> [TEXTE SOURCE]:
Annoncée en avril, la réforme fédérale du programme de santé intérimaire pour les réfugiés, qui offre une couverture aux réfugiés qui ne bénéficient pas encore d'un régime d'assurance maladie provincial, mettra fin à compter du 30 juin au remboursement des médicaments, des soins dentaires, de la réadaptation, et de tout traitement jugé non urgent, comme les suivis de grossesse ou de maladies chroniques. Une «catastrophe», préviennent les professionnels de la santé.

«Les jeunes réfugiés sont particulièrement vulnérables. Ils ont besoin d'être suivis. Eux aussi sont l'avenir du Canada», martèle la directrice associée des services professionnels de l'Hôpital pour enfants, la Dre Micheline Ste-Marie. «Ils ne disparaîtront pas du système comme par magie parce que nous cessons de les traiter. Ils vont se retrouver aux urgences en crise d'asthme ou d'épilepsie et ça, ça va alourdir le système et coûter plus cher.»

> [LIGNES]:
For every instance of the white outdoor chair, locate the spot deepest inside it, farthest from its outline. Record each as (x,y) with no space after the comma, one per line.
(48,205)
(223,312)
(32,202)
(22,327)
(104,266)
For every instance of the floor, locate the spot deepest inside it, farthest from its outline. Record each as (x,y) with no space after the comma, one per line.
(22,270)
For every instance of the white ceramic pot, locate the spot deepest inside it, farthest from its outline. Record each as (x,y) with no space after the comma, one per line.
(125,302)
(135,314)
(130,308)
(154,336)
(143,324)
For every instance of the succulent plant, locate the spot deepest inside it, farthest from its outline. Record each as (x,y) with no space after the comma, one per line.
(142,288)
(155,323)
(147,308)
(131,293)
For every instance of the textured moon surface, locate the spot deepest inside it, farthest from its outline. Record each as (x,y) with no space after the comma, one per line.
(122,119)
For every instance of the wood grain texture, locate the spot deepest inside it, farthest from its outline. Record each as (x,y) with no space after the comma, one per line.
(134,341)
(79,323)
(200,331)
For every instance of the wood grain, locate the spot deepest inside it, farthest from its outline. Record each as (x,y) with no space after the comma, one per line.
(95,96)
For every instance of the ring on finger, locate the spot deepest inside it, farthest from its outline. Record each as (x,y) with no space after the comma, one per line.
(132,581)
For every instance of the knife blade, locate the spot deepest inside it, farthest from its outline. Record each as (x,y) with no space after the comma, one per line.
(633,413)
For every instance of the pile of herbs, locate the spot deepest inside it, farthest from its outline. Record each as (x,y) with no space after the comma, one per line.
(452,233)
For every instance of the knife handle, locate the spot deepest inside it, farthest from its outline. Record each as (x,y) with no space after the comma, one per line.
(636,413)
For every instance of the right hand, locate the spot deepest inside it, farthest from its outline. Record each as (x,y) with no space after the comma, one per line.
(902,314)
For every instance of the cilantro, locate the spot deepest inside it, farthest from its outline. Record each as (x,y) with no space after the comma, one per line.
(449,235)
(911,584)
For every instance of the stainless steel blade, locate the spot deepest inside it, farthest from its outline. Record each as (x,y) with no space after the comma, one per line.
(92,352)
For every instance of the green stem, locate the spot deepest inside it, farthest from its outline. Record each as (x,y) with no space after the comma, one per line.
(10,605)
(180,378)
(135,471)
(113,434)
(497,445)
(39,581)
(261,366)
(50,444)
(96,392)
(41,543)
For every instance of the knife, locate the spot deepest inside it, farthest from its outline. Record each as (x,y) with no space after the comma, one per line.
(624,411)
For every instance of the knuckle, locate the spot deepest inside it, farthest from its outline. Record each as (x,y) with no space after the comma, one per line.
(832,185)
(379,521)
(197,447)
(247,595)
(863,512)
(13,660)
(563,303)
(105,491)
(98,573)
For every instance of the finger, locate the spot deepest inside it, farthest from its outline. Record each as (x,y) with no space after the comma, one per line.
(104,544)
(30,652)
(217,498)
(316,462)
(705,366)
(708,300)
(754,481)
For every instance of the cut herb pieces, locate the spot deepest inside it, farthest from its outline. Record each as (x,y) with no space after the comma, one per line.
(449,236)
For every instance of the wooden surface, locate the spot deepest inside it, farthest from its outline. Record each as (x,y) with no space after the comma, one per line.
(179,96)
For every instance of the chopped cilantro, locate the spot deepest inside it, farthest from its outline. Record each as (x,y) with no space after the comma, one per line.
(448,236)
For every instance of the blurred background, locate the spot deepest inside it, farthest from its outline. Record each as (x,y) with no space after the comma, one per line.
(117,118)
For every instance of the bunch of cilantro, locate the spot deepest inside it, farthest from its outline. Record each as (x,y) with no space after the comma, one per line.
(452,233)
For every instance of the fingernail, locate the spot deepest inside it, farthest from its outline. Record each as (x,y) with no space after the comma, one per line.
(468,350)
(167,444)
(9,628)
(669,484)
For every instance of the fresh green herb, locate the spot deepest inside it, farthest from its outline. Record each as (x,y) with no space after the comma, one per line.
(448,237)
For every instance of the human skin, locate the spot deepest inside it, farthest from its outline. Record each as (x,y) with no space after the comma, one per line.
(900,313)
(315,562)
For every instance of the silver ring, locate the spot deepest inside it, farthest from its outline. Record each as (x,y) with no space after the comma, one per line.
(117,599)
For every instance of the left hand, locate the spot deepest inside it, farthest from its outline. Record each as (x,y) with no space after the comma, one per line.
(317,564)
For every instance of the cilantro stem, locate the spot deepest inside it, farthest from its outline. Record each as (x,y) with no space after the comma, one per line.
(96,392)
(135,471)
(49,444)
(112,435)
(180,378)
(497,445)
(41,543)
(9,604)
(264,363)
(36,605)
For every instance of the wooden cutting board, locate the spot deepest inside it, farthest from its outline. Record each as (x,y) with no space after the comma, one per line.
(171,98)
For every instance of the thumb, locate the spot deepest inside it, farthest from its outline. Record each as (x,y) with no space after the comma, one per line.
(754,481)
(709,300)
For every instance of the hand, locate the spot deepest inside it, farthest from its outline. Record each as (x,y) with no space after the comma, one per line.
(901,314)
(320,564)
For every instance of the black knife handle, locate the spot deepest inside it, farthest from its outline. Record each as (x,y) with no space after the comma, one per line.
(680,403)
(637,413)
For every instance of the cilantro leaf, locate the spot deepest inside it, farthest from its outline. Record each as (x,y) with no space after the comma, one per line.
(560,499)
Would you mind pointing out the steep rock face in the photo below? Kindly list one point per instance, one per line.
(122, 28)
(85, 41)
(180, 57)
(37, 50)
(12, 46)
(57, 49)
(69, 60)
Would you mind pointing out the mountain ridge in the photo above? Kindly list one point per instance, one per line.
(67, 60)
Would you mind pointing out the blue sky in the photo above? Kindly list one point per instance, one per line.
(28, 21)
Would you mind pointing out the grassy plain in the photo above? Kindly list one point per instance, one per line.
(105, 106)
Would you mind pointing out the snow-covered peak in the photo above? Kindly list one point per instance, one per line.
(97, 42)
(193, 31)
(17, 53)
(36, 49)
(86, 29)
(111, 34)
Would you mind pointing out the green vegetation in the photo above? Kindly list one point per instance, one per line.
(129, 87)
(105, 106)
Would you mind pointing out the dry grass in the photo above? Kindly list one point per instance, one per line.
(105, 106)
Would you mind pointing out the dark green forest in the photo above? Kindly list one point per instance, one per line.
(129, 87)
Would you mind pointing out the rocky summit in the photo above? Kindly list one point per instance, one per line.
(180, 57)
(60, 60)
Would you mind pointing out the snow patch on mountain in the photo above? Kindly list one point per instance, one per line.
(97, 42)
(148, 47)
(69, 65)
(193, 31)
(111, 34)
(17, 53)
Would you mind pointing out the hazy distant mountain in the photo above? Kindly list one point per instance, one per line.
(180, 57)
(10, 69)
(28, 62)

> [CONSIGNE]:
Recopiez, s'il vous plaît, le passage du texte sur la réforme de la santé des réfugiés qui commence à « Annoncée en avril, la » et se termine à « de la santé. ».

> [RÉPONSE]:
Annoncée en avril, la réforme fédérale du programme de santé intérimaire pour les réfugiés, qui offre une couverture aux réfugiés qui ne bénéficient pas encore d'un régime d'assurance maladie provincial, mettra fin à compter du 30 juin au remboursement des médicaments, des soins dentaires, de la réadaptation, et de tout traitement jugé non urgent, comme les suivis de grossesse ou de maladies chroniques. Une «catastrophe», préviennent les professionnels de la santé.